Today is World Wetland Day and the work needed to restore, repair and protect one of the most significant wetlands in the Northern Rivers following the Black Summer fires is underway. 

Bungawalbin is a little south of Coraki and west of Evans Head and Woodburn and during the Balck Summer Fires in 2019/20 ‘Over ninety-five per cent of the Bungawalbin area was burnt,’ says Maree Thomson, Envite Environment Senior Environment Coordinator. The area includes the Bungawalbin National Park and the Bungawalbin State Conservation Area. 

Black Summer fires at Bora Ridge that runs through the Bungawalbin National Park, November 14, 2019. Photo Ewan Willis.

‘Wetlands can cope with fire to a certain degree, but not if it’s really hot, dry and devastating. Unfortunately, 2019 was that year. This left many of our threatened species on the brink of disappearing. 

‘This area is part of a large wetland system which contains lowland subtropical rainforest, coastal swamp forests, coastal floodplain wetlands and dry sclerophyll forest and is one of the most significant areas of fauna biodiversity in north-east NSW. 

‘Unfortunately, the fires were preceded by drought and followed by floods resulting in ideal conditions for growth weeds such as Lantana and Cats Claw Creeper which out-compete regenerating native plants if not controlled,’ said Ms Thompson.

- _SOURCE EXCERPT_

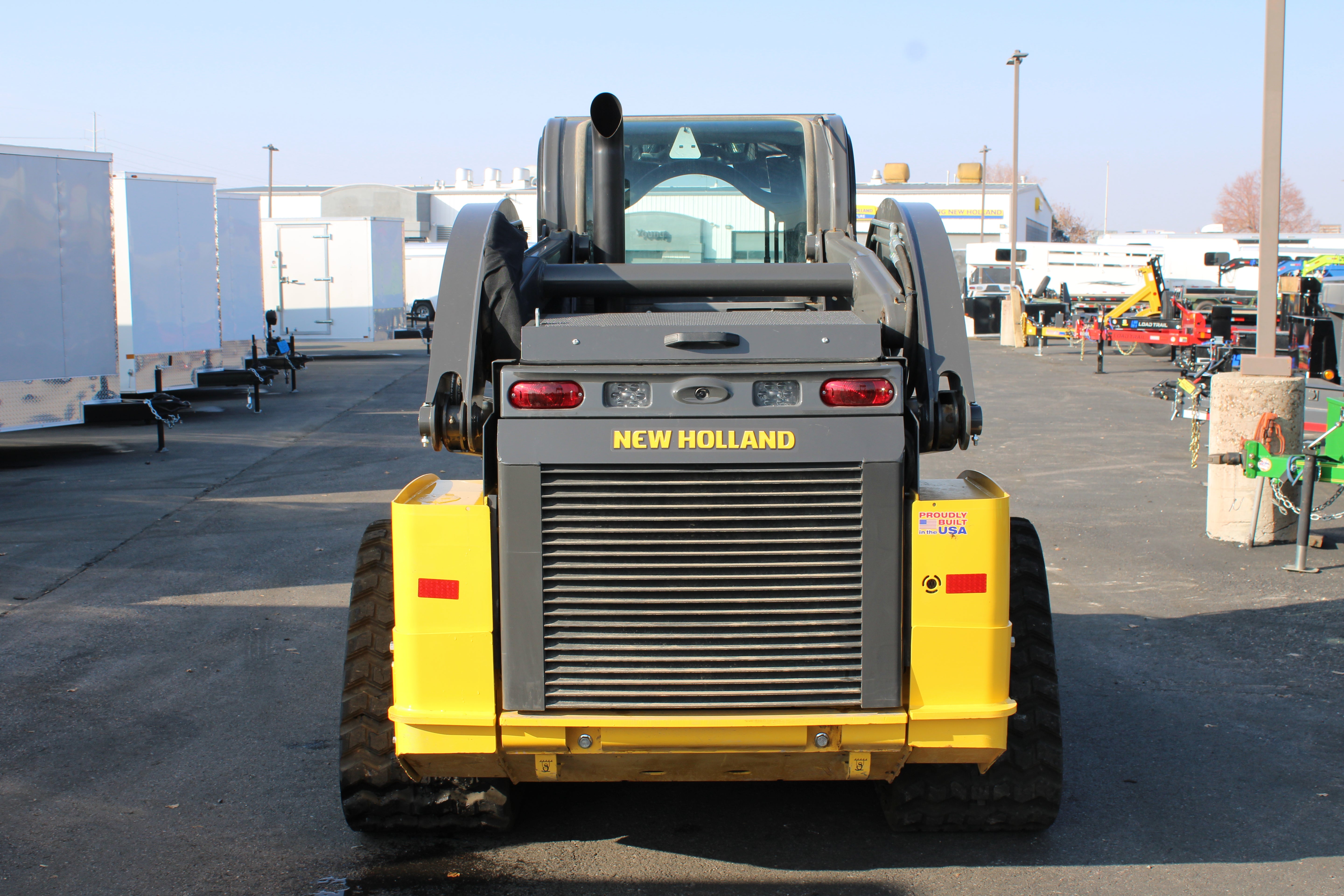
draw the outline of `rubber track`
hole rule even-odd
[[[392,521],[364,531],[349,591],[345,686],[340,719],[340,797],[345,822],[368,833],[507,830],[508,779],[414,782],[396,762],[392,723]]]
[[[909,764],[879,783],[882,810],[898,832],[1043,830],[1059,814],[1063,742],[1046,557],[1035,527],[1012,517],[1008,611],[1016,643],[1008,693],[1008,748],[980,774],[969,764]]]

- _SHORT PROBLEM_
Could you repeat word for word the stretch of the Bungawalbin wetland text that begins with "Bungawalbin is a" and ends with "brink of disappearing."?

- _SOLVED EXERCISE_
Bungawalbin is a little south of Coraki and west of Evans Head and Woodburn and during the Balck Summer Fires in 2019/20 ‘Over ninety-five per cent of the Bungawalbin area was burnt,’ says Maree Thomson, Envite Environment Senior Environment Coordinator. The area includes the Bungawalbin National Park and the Bungawalbin State Conservation Area. 

Black Summer fires at Bora Ridge that runs through the Bungawalbin National Park, November 14, 2019. Photo Ewan Willis.

‘Wetlands can cope with fire to a certain degree, but not if it’s really hot, dry and devastating. Unfortunately, 2019 was that year. This left many of our threatened species on the brink of disappearing.